▶ **EXTRAIT DE PAGE**
+ + + + + + +

Damasio, intellectuel engagé et camarade de lutte ?

Alain Damasio est un écrivain qu’on ne présente plus : il est notamment l’auteur de plusieurs romans de fantasy et de science-fiction. Dans La zone du Dehors et Les Furtifs, il dresse le portrait de sociétés dystopiques, dans lesquelles l’État ou les multinationales exercent une emprise technologique totalitaire sur et à travers la population, et narre les luttes de groupes dissidents.

L’écrivain est très présent dans l’espace médiatique : on retrouve ses interviews dans la presse (L’Humanité, L’Echo, La Croix, Libération, Le Figaro, le Nouvel Obs, Le Monde, Marianne, Inrockuptibles, le 1 hebdo...), à la radio (le plus souvent sur France Inter ou France Culture), sur youtube (Quotidien, Kombini, Thinkerview) ou encore à la télé (Canal +, Arte, France 5).

Au fil du temps, Damasio est aussi devenu une figure intellectuelle de la gauche radicale, écologiste et techno-critique. Il écrit dans Lundimatin, Terrestres et Socialter, apparaît dans Mediapart, Reporterre, Blast, Ballast, Politis ou encore le Monde diplomatique, et signe des tribunes, comme en 2020 dans Libération, pour dénoncer le danger que constituent les technologies de surveillance, ou en avril dernier dans Basta !, pour appeler à rejoindre le Tour Alternatiba 2024.

II contribue à des ouvrages de soutien à des luttes comme dans Éloge des mauvaises herbes. Ce que nous devons à la ZAD, en 2018, ou encore On ne dissout pas un soulèvement, publié l’année passée, et est invité dans certains espaces et événements politiques : la librairie du Taslu sur la ZAD de Notre-Dame-des-Landes en 2016, la journée de rencontres « Tout le monde déteste le travail » à la Bourse de Paris en 2018, la soirée de soutien aux Soulèvements de la Terre en avril 2023, les rencontres des Résistantes en août de la même année, le Forum de l’engagement militant d’Extinction Rebellion en mai dernier ou la Bloc Party II de Lundimatin ce mois-ci.

On l’interroge sur l’actualité et le futur des technologies, on l’écoute fustiger le capitalisme de surveillance, on lit ses intuitions sur les manières de renouer avec le vivant et on assiste à ses envolées lyriques révolutionnaires.

Toutefois, plusieurs critiques féministes avaient déjà pointé, auparavant, le virilisme qui empreigne ses textes : personnages féminins très sexualisés, glorification de la puissance masculine, romantisation de comportements d’agressions sexistes et sexuelles... Et de conclure : « Nous ne créerons un nouveau monde avec cet imaginaire-là. Sans nous camarades, on s’en va voir ailleurs. » [1]

Plus récemment, Damasio s’est impliqué dans un projet aux antipodes de toute démarche et idéal de transformation sociale et écologique radicale. Voyons donc un peu de quoi il retourne.

Cross the Ages : késako ?

+ + + + + + +

▶ **DONNÉES DE DÉPART**

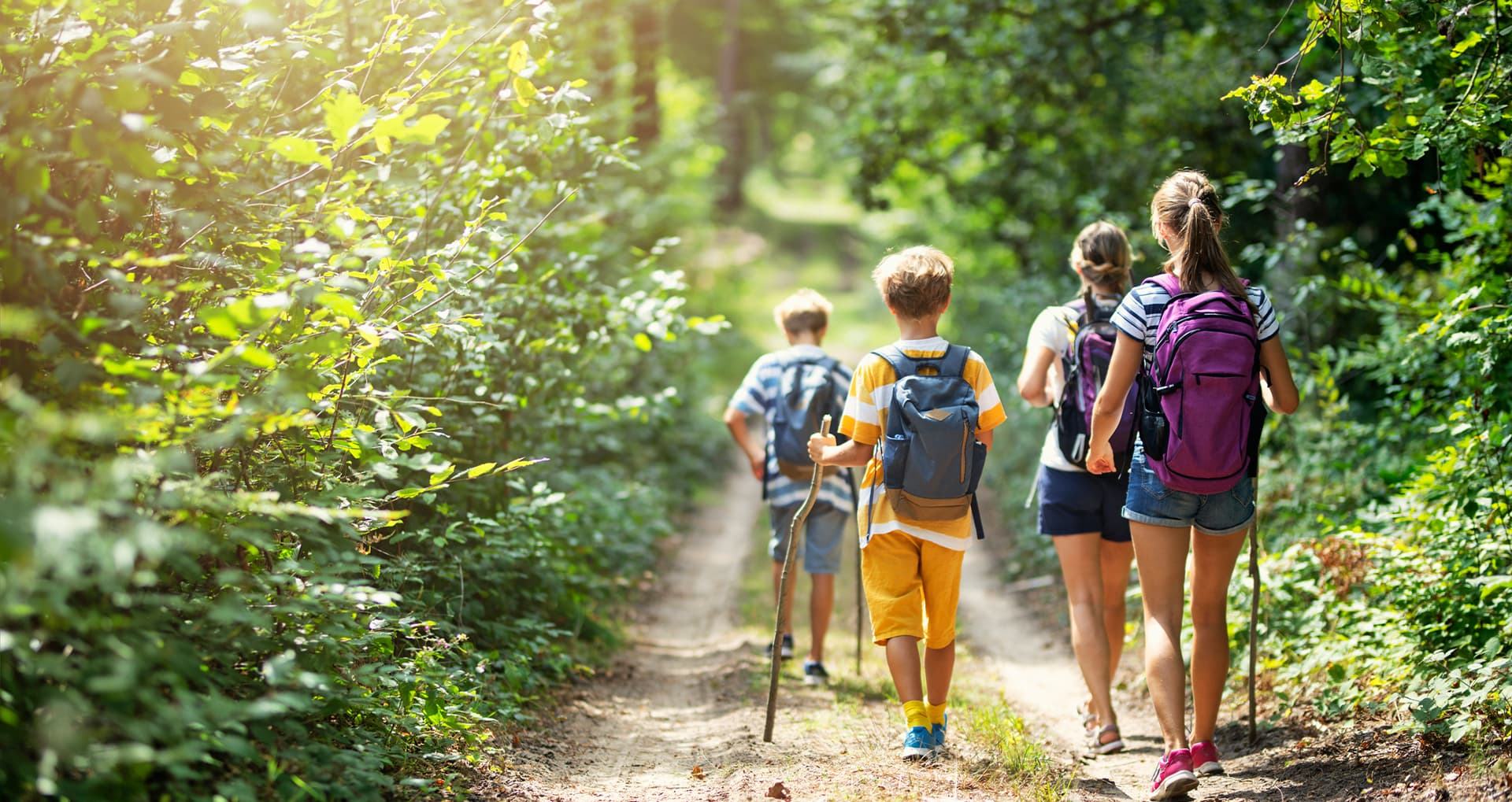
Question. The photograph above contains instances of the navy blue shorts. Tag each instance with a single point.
(1076, 503)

+ + + + + + +

▶ **EXERCICES**
**a.** Relevez, dans l'extrait sur Alain Damasio, tous les espaces et événements politiques où l'écrivain a été invité.
**b.** Rédigez la suite de l'extrait sur Alain Damasio, à partir de son dernier titre.

▶ **CORRIGÉ**
**a.**
- La librairie du Taslu sur la ZAD de Notre-Dame-des-Landes (2016)
- La journée de rencontres « Tout le monde déteste le travail » à la Bourse de Paris (2018)
- La soirée de soutien aux Soulèvements de la Terre (avril 2023)
- Les rencontres des Résistantes (août 2023)
- Le Forum de l'engagement militant d'Extinction Rebellion (mai dernier)
- La Bloc Party II de Lundimatin (ce mois-ci)

**b.**
Cross the Ages est un jeu vidéo de cartes virtuelles à jouer et à collectionner, développé par le studio français PixelHeart et sorti en mars 2023. L’entreprise revendique 400 000 téléchargements, 15 000 connexions quotidiennes et 150 000 connexions mensuelles. [2]

Cross the Ages se présente sous la forme d’un jeu compétitif dans lequel deux adversaires s’affrontent à coups de cartes sur un plateau de jeu. Cependant, la particularité de ce jeu vidéo ne réside pas dans son gameplay mais dans la nature et l’infrastructure de son business model : Cross the Ages se présente comme un jeu « play-to-earn », un jeu lucratif dans lequel il est possible d’acheter, de louer et de vendre en cryptomonnaie des cartes qui se présentent sous la forme de NFT certifiés par une blockchain.

Bienvenue dans le monde fabuleux des NFT, de la blockchain et des crypto

Allons-y pas à pas. Les NFT, comme les cryptomonnaies telles que le Bitcoin ou l’Ether, sont des actifs numériques que l’on peut vendre et acheter sur des plateformes digitales. Mais alors que chaque jeton de Bitcoin est identique à tous les autres, chaque NFT possède une identité unique qui la distingue de toutes les autres (d’où leur nom : « Non-Fungible Token », jeton non-fongible, c’est-à-dire non remplaçable à l’identique). En cela, une NFT est à un objet d’art ce qu’un jeton de bitcoin est à une pièce de monnaie.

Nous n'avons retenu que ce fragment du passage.